◆ **Stated exercise**: Exactly reproduce the lines from the line containing "the dark green" to the end of the data below, inclusive, and nothing else.

···

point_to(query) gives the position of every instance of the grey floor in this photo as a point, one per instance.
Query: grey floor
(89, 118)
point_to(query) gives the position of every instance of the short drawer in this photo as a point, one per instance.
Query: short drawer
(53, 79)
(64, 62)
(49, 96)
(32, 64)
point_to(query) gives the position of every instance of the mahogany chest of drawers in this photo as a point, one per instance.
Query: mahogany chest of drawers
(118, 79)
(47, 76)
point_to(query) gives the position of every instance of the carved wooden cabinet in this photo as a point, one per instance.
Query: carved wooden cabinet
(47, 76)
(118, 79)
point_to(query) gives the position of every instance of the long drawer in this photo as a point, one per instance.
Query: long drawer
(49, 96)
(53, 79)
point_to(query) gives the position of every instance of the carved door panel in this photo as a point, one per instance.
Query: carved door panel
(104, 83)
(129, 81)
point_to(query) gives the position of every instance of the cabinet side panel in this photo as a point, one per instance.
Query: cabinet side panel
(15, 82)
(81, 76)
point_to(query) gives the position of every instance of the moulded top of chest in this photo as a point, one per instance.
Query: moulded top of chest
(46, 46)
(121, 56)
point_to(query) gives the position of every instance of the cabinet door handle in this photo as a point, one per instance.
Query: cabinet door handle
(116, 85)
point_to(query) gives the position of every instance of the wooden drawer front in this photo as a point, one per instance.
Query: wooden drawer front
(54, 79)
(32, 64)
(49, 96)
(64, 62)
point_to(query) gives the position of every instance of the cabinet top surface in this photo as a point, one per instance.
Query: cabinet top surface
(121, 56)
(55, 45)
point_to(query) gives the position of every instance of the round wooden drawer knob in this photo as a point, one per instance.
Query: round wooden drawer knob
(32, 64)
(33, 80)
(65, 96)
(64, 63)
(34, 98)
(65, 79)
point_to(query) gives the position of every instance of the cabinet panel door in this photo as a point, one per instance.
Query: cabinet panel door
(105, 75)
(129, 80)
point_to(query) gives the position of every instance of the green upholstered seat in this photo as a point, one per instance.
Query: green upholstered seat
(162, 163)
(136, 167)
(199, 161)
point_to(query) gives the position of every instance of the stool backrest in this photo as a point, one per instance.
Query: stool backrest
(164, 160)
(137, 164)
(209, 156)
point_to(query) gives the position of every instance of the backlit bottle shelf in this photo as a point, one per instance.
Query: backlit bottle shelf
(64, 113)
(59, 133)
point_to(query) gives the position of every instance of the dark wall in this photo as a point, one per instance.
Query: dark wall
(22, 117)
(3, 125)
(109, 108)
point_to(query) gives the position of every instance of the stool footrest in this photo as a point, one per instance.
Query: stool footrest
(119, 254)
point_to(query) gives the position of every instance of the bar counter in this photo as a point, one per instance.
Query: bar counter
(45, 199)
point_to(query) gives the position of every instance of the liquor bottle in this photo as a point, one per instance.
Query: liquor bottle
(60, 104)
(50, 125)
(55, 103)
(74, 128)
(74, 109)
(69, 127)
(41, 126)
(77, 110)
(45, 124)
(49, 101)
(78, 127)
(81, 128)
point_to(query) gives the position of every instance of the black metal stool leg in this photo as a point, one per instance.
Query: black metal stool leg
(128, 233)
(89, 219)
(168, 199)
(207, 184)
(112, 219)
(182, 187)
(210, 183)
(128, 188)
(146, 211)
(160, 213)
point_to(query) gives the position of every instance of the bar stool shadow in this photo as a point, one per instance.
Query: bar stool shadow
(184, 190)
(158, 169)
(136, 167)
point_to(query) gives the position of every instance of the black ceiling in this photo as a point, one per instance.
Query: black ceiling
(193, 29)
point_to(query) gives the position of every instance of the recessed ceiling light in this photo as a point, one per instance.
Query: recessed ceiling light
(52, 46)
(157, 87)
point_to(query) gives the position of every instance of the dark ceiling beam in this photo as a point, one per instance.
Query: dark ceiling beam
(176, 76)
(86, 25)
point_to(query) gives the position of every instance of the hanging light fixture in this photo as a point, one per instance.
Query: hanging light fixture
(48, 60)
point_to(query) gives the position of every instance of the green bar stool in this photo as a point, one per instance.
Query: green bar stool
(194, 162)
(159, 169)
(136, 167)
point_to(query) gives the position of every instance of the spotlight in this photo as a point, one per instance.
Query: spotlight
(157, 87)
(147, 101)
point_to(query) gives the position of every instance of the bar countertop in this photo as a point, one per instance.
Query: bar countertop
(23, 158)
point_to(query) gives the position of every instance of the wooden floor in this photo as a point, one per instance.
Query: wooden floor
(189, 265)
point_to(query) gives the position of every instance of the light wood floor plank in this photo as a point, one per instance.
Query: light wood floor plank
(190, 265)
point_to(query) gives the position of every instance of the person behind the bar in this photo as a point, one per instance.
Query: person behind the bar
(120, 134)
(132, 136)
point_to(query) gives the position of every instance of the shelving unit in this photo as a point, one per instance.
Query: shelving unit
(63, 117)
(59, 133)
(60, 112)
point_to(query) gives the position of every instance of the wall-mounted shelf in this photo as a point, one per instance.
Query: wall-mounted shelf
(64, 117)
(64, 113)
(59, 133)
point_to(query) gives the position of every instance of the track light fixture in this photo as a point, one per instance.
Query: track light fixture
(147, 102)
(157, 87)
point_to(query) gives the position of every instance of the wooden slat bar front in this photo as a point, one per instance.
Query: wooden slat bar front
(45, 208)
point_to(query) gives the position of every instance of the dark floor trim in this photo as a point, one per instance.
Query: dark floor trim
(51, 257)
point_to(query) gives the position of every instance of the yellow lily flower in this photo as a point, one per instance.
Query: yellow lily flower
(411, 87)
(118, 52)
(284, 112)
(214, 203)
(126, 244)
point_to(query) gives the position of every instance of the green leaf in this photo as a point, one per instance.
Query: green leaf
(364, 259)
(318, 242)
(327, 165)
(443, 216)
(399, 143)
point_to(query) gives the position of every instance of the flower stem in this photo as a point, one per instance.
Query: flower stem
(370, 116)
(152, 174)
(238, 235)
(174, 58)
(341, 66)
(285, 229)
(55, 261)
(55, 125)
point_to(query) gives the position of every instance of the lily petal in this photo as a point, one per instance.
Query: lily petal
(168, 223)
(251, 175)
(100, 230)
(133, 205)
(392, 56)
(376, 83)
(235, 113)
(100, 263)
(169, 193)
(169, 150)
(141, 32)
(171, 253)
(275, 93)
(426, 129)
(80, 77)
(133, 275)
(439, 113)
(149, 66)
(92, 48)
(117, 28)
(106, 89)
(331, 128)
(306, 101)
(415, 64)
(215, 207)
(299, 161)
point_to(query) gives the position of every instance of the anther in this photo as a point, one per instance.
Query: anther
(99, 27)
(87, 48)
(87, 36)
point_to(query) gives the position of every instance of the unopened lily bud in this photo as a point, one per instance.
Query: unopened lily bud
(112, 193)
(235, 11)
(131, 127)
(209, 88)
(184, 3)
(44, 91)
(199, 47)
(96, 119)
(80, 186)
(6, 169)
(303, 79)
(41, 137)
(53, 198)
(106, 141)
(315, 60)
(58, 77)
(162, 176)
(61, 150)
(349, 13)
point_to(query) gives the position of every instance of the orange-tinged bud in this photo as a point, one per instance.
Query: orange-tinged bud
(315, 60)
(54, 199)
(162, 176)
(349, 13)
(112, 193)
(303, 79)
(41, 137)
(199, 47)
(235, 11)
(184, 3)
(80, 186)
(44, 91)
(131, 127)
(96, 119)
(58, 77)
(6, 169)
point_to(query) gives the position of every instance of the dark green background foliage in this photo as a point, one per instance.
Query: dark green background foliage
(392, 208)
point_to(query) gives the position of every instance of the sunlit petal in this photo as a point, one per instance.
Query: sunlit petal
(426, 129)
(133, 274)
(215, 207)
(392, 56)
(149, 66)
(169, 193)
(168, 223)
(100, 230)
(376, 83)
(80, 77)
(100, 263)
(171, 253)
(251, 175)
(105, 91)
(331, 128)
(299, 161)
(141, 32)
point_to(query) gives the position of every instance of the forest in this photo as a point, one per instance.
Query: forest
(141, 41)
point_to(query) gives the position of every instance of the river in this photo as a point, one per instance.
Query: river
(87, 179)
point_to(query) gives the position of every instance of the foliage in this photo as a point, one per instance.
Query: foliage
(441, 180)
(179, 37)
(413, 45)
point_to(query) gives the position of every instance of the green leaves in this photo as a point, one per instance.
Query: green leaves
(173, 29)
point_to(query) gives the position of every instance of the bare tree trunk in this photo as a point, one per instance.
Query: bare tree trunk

···

◆ **Task answer**:
point_to(query) gives the position of every instance of the dark green background foliage in this photo as a point, one per instance.
Query: dark green background foliage
(392, 208)
point_to(query) gives the position of every instance of the sunlit petal in this photo as a point, one per instance.
Query: sunlit petal
(426, 129)
(133, 274)
(215, 207)
(392, 56)
(149, 66)
(169, 193)
(168, 223)
(100, 230)
(376, 83)
(80, 77)
(100, 263)
(171, 253)
(251, 175)
(105, 91)
(331, 128)
(299, 161)
(141, 32)
point_to(query) gives the position of every instance of the forest in this photo as a point, one per instance.
Query: forest
(141, 41)
point_to(query) gives the position of every instance of the river in this photo as a point, one per instance.
Query: river
(87, 179)
point_to(query) gives the position of every instance of the foliage in this photo as a point, one per instance.
Query: foliage
(441, 180)
(179, 37)
(413, 45)
point_to(query) gives the position of every instance of the green leaves in this photo as a point, one per instance.
Query: green leaves
(173, 29)
point_to(query) gives the position of every instance of the bare tree trunk in this photo as a point, one per instance.
Query: bare tree trunk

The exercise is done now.